◆ EXERCISE TASKS
- a) According to the article about the Rutgers Law naturalization ceremony, what anniversary did the event also mark?
- b) Summarize the article about the Rutgers Law naturalization ceremony in two sentences.

◆ SELECTED EXTRACT
====

More than two dozen people from 18 countries took the U.S. Naturalization Oath of Allegiance to the United States and became U.S. citizens in an emotional ceremony at Rutgers Law in Camden on April 19. The event also marked the 10th anniversary of the Rutgers Law Immigrant Justice Clinic.
Linda K. Albarouki, a native of Venezuela, was one of 27 new U.S. citizens who lifted her right hand, repeated the Oath, and received her Naturalization certificate as friends and family looked on. “I feel very excited and grateful. It was a great experience,” she said. “I feel very happy that this happened. I always say that things happen for a reason, and you never have to ask why.”
Senior U.S. District Judge Hon. Joseph H. Rodriguez ‘58 administered the Oath and delivered a powerful keynote speech, demonstrating how his life has come full circle as a first generation American himself. Judge Rodriguez was born in Camden to a Puerto Rican mother and Cuban father who survived the 1918 sinking of the passenger liner SS Carolina. Judge Rodriguez became the first Latino appointed to the federal bench when he was appointed to the U.S. District Court for the District of New Jersey in 1985. He took his oath for the Bench in the same courtroom where his father took the Naturalization Oath. Coincidentally years later, Judge Rodriguez wrote the court order protecting the salvage efforts of divers who rediscovered the wreck of the SS Carolina off the coast of Atlantic City, New Jersey where it sank.

====

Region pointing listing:
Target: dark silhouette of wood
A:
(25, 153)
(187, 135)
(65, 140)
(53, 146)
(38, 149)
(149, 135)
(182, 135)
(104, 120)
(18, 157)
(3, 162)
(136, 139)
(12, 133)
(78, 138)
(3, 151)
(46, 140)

====

◆ EXERCISE RESPONSES
- a) The event marked the 10th anniversary of the Rutgers Law Immigrant Justice Clinic.

- b) On April 19, 27 people from 18 countries took the U.S. Naturalization Oath of Allegiance and became citizens at Rutgers Law in Camden, in a ceremony that also marked the 10th anniversary of the Rutgers Law Immigrant Justice Clinic. Senior U.S. District Judge Joseph H. Rodriguez, the first Latino appointed to the federal bench, administered the Oath and gave the keynote speech, reflecting on his life as a first-generation American.